Brief: Exactly as it appears, restate the whole listing.

The records:
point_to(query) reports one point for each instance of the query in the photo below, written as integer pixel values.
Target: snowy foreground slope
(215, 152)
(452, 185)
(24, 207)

Solution to the problem:
point_to(query) reports one point for each instance of the query in the photo below, written as integer pixel values.
Target: snowy foreground slope
(215, 152)
(452, 185)
(24, 207)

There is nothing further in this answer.